- Opening Delimiter -
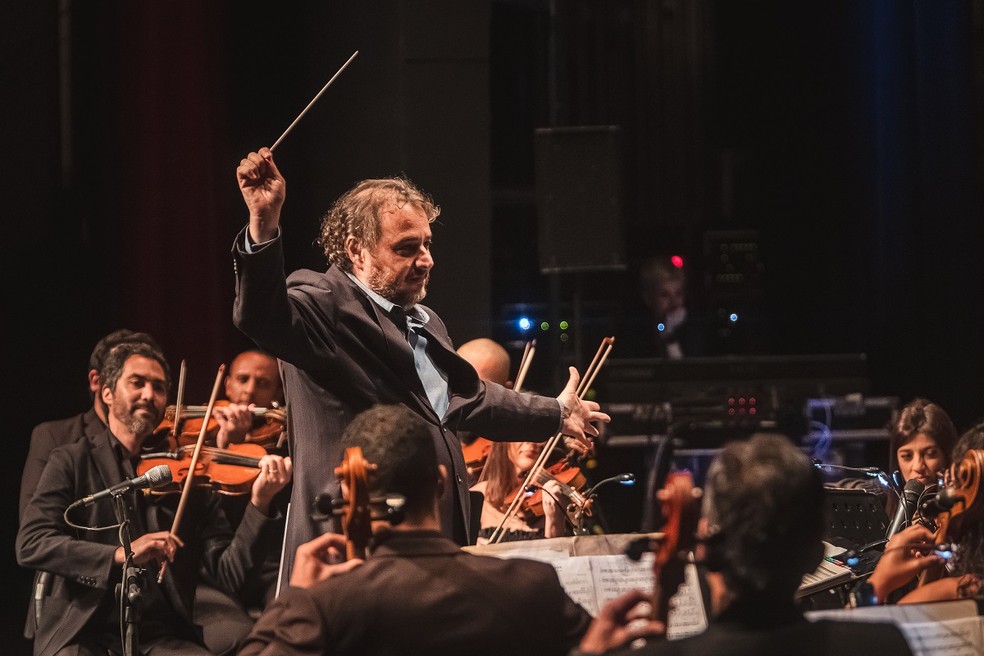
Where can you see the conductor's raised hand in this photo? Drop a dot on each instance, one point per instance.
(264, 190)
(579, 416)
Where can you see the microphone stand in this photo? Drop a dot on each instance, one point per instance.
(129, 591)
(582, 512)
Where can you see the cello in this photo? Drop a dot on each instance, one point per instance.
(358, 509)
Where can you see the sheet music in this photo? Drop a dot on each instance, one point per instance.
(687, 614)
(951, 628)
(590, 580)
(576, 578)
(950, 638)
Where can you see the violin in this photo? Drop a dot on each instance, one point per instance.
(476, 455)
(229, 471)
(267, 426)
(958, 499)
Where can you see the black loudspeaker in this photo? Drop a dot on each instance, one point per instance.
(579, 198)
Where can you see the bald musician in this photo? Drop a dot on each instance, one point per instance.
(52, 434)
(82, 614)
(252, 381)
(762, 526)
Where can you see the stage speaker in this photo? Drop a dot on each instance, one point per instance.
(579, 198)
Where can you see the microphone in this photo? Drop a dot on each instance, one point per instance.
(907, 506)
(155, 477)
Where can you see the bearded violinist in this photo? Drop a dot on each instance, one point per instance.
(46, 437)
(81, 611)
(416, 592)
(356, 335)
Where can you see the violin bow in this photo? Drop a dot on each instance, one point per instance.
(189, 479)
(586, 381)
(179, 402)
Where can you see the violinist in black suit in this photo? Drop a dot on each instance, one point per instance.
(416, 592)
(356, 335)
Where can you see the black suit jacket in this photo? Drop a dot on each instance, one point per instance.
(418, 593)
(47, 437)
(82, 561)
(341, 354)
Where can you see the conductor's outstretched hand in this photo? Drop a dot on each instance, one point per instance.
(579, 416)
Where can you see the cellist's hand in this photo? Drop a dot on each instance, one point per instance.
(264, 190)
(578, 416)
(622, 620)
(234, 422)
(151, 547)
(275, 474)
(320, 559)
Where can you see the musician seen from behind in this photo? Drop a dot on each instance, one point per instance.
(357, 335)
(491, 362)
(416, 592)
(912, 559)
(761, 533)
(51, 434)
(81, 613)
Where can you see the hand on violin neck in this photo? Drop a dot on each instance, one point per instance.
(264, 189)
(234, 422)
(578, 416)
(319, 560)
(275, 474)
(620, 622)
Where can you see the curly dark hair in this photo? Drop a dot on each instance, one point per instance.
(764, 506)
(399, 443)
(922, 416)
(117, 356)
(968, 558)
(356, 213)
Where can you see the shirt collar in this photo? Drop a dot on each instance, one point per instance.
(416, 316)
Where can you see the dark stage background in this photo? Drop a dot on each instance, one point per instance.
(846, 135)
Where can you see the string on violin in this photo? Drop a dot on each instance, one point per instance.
- Closing Delimiter -
### To do
Your answer should be exactly the lines of the material above, starting at the one that holds "Where can you see the dark" and ending with the last.

### Answer box
Where can you see the dark stage background in this photo? Drop a dot on each instance, one point per instance.
(846, 135)
Where can you see the string on violin in this photo? Drop a dot on each instance, one point per instance.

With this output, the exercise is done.